━━ Page

In one aspect, the invention provides a method of manufacturing a honeycomb article. In one implementation, the method comprises the steps of fixing a honeycomb body between a first support member and a second support member, the first support member positioned against a first end of the honeycomb body and the second support member positioned against a second end of the honeycomb body; applying a skin layer to the honeycomb body, wherein a first edge of the skin layer contacts the first support member and a second edge of the skin layer contacts the second support member; heating at least one of the first edge and the second edge of the skin layer; and thereafter removing the honeycomb body with the applied skin layer from between the first and second support members.

In another aspect, the present invention provides an apparatus for manufacturing a honeycomb article. In one implementation, the apparatus comprises a first support member and an opposed second support member, the first and second support members configured to hold a honeycomb body therebetween; an applicator configured to apply a skin layer to the honeycomb body, wherein a first edge of the skin layer contacts the first support member and a second edge of the skin layer contacts the second support member; and a heat source configured to heat at least one of the first edge and the second edge of the skin layer.

━━━━
━━ Dataset extract

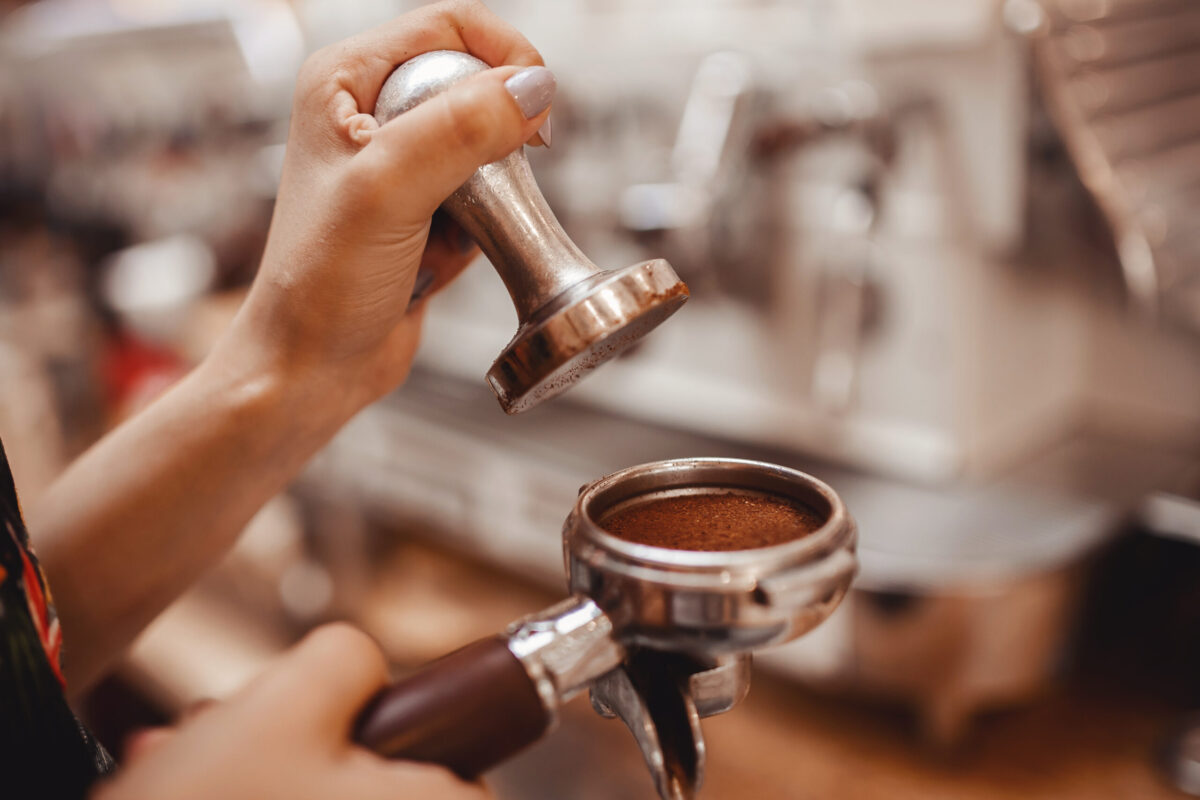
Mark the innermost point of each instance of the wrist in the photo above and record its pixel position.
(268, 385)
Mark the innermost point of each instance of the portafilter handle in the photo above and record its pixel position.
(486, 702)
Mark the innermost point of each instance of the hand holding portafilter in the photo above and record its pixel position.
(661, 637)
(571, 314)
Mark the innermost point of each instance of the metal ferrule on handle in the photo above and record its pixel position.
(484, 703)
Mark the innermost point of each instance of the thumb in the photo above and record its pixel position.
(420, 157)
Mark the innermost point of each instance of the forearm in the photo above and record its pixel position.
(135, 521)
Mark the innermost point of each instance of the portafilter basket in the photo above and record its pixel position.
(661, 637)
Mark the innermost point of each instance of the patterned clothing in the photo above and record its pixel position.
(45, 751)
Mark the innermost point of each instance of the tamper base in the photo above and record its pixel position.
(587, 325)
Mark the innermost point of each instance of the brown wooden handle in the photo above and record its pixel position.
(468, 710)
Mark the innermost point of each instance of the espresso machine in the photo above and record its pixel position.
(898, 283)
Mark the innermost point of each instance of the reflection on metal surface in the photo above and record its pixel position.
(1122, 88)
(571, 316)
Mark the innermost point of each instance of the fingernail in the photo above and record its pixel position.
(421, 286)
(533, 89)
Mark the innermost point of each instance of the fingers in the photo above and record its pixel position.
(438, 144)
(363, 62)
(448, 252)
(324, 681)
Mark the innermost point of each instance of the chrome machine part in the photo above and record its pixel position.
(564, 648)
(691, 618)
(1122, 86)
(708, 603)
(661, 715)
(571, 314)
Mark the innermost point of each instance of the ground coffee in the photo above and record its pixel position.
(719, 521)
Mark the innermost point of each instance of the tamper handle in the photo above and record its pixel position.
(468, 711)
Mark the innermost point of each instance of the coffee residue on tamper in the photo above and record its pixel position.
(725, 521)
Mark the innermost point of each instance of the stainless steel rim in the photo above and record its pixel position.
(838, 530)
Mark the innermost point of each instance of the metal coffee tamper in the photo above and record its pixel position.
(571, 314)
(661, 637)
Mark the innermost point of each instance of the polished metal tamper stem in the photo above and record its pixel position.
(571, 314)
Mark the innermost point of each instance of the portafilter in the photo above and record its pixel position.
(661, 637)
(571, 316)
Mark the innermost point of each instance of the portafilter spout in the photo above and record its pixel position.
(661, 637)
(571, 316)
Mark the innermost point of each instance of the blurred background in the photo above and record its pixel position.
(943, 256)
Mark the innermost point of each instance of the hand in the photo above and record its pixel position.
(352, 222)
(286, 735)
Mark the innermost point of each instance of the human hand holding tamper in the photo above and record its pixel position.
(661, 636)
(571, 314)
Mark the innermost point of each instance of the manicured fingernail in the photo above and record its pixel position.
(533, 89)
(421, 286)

━━━━

To-do list >>
A: Repeat the passage of the honeycomb manufacturing text between "In another aspect, the" and "the skin layer.", inclusive.
B: Condense the paragraph of the honeycomb manufacturing text that begins "In another aspect" into a list of the apparatus components, keeping its main facts.
The records are separate from the honeycomb manufacturing text.

Expected responses >>
A:
In another aspect, the present invention provides an apparatus for manufacturing a honeycomb article. In one implementation, the apparatus comprises a first support member and an opposed second support member, the first and second support members configured to hold a honeycomb body therebetween; an applicator configured to apply a skin layer to the honeycomb body, wherein a first edge of the skin layer contacts the first support member and a second edge of the skin layer contacts the second support member; and a heat source configured to heat at least one of the first edge and the second edge of the skin layer.

B:
Apparatus for manufacturing a honeycomb article, in one implementation:
- A first support member and an opposed second support member, configured to hold a honeycomb body between them
- An applicator that applies a skin layer to the honeycomb body, with the layer's first edge contacting the first support member and its second edge contacting the second support member
- A heat source that heats at least one of the two edges of the skin layer